=== WORK TO BE COMPLETED ===
The records follow. Copy them exactly, but omit the pictures.

GIVEN ENTRIES: Begin

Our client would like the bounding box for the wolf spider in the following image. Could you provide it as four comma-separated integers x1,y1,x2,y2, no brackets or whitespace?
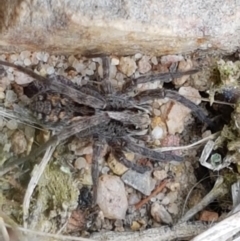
0,57,212,203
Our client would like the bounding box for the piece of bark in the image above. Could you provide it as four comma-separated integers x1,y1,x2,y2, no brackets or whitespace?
0,0,239,55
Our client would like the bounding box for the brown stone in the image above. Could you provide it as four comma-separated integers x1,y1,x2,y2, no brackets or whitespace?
199,210,219,222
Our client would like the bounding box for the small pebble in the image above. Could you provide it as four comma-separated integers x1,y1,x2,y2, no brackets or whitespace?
43,52,50,62
161,101,190,134
85,69,94,76
153,108,161,116
166,191,178,203
108,153,128,175
23,58,32,66
173,59,193,86
5,90,17,103
111,57,120,65
74,157,87,170
161,196,170,205
167,203,179,215
151,126,164,140
151,203,173,224
46,66,55,75
134,53,142,60
128,193,141,205
0,92,5,99
9,54,18,62
122,170,156,196
88,61,96,70
153,170,168,181
118,57,137,77
199,210,219,222
178,86,201,105
20,51,31,60
97,175,128,219
151,56,158,65
138,56,151,74
11,130,27,154
101,166,110,174
131,221,141,231
160,55,184,65
166,182,180,192
6,119,18,130
3,143,11,152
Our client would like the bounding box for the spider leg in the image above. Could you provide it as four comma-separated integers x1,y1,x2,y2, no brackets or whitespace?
122,138,183,162
0,114,110,176
91,139,105,204
100,56,116,95
123,68,199,92
0,60,105,109
133,88,213,127
106,111,150,128
110,143,151,173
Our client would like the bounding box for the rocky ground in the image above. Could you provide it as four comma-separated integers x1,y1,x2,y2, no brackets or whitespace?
0,51,240,241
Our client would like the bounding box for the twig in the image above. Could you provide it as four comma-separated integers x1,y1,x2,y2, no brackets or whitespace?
179,176,228,223
155,132,220,152
135,179,168,210
23,143,57,228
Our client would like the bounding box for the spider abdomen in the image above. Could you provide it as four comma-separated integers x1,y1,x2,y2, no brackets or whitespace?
29,92,75,124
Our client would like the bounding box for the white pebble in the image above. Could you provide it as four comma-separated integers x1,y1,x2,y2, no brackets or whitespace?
85,69,94,76
128,193,141,205
7,72,14,81
24,58,32,66
111,57,120,65
20,51,31,60
161,196,170,205
178,86,201,105
46,66,55,75
3,143,11,152
6,119,18,130
101,166,110,174
110,65,117,79
74,157,87,170
134,53,142,60
73,61,86,73
9,54,18,62
88,61,96,71
36,52,44,61
43,52,50,62
167,203,179,215
0,92,5,99
151,126,164,140
5,90,17,103
151,56,158,65
68,55,76,65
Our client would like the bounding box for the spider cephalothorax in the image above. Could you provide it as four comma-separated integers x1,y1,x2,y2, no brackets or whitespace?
0,57,213,203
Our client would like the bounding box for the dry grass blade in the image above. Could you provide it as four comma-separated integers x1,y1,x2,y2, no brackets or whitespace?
23,143,57,228
155,132,220,152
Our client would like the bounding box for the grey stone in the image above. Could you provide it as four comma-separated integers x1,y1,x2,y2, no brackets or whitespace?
121,170,156,195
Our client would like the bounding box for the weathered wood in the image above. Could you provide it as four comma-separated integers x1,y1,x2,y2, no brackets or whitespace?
0,0,239,55
91,222,209,241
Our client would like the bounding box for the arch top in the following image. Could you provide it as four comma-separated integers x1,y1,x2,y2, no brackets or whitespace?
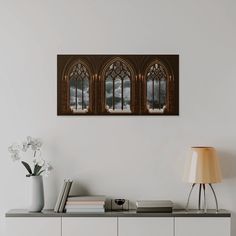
101,56,135,80
145,59,172,81
64,59,92,80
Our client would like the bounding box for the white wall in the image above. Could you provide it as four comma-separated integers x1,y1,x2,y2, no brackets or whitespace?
0,0,236,235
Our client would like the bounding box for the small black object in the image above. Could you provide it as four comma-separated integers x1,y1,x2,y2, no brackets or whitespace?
111,199,129,211
115,199,125,206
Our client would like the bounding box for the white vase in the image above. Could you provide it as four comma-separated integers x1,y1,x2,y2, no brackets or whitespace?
28,176,44,212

GIVEN ENTRIES: End

=== WRITTEN REPLY ===
Our client would like the bounding box for the wolf spider in the following image. Could you provide it as four comma-separated integers x1,y1,x2,y2, no brackets or whitespace?
0,57,212,203
Our client would like the bounding box for the piece of bark in the image above. Could you provide it as four comma-separated integers x1,y1,x2,y2, no brackets or whitespace?
0,0,239,55
Our client would like the bounding box for the brown stone in the image above. Could you provide it as four comma-separated integers x1,y1,x2,y2, no brackets or whitespace?
199,210,219,222
Our client would like the bounding box for the small pebble in the image above. Could you provide it as four comma-separated integers x1,y1,x2,y2, no brackets or whitespace?
43,52,50,62
161,101,190,134
85,69,94,76
153,108,161,116
166,191,178,203
108,153,128,175
23,58,32,66
173,59,193,86
5,90,17,103
111,57,120,65
74,157,87,170
161,196,170,205
167,203,179,215
151,126,164,140
151,203,173,224
46,66,55,75
134,53,142,60
128,193,141,205
0,92,5,99
9,54,18,62
122,170,156,196
88,61,96,70
153,170,168,181
118,57,137,77
199,210,219,222
178,86,201,105
20,51,31,60
97,175,128,219
151,56,158,65
138,56,151,74
11,130,27,154
101,166,110,174
131,221,141,231
160,55,184,65
166,182,180,192
6,119,18,130
3,143,11,152
Our client would like the bounding box for the spider leg in the image above. Could you provide it as four comma-separated integers x1,y1,x2,y2, no brackets or whitespace?
122,138,183,162
0,114,110,176
91,139,105,204
100,56,116,95
123,68,199,92
0,60,105,109
133,88,213,127
106,111,150,128
110,143,151,173
Our client would like the bounding box for the rocky ground in the image above. Could you provide it as four comma-separated integers x1,y1,x2,y2, no brackets or whitespace?
0,51,240,241
Our client would like the bounding box for the twig in the image above. Could you provide it as four comma-separated integers x1,y1,x2,y2, no brackets or whitespace?
179,176,228,223
155,132,220,152
135,179,168,210
23,143,57,228
Our client would like the bounding box for the spider abdomen in the image above. Could you provide it as four comma-separated integers x1,y1,x2,y2, no brackets or whitespace?
29,92,75,124
Our client would like the bounding box for the white pebble in the image above. Could you provide it as four comma-separated integers x1,y1,x2,y2, no brackets or whitespace?
85,69,94,76
128,193,141,205
7,72,14,81
24,58,32,66
111,57,120,65
20,51,31,60
161,196,170,205
178,86,201,105
46,66,55,75
3,143,11,152
6,119,18,130
101,166,110,174
110,65,117,79
74,157,87,170
134,53,142,60
73,61,86,73
9,54,18,62
88,61,96,71
36,52,44,61
43,52,50,62
167,203,179,215
0,92,5,99
151,126,164,140
5,90,17,103
151,56,158,65
68,55,76,65
Our client would like the bounding box for the spider cephalothorax in the image above. Could you provide it as four comma-separated integers x1,y1,x2,y2, no brackets or whitespace?
0,57,213,203
Our client would like the bounding box for the dry grass blade in the image above. Could you provide it as four comma-separated integers x1,y1,x2,y2, no brackets or whitespace?
23,143,57,228
155,132,220,152
Our client would like the bounding box for the grey stone in the image above. Could you provide it as four comma-separated integers x1,y1,x2,y2, no brackets or whitespace?
121,170,156,195
Our client would like the bounding box for the weathered wood in the image above. Could you provide it as four comma-separated integers x1,y1,x2,y2, no brackets or whitespace?
0,0,239,55
91,222,209,241
Our client would like the bounding box for the arch top in the following image. Could you provide it as four comma-separated integers x1,y1,x2,y2, no brackets or whitespace?
101,56,135,80
145,59,172,81
64,59,92,80
Our client would like the bounding box for the white wall in the image above. Could you provide it as four comma-separated integers x1,y1,x2,y2, no brackets or whitespace?
0,0,236,235
Our client would like the bounding box for the small black object in the image above. Could you provide it as four comma-separated integers x1,y1,x2,y2, no brackets or whitespace?
111,199,129,211
115,199,125,206
Our client would like the bounding box for the white vase in the image above. Could you provide it as four comma-separated integers x1,y1,x2,y2, no brackets or whitespace?
28,176,44,212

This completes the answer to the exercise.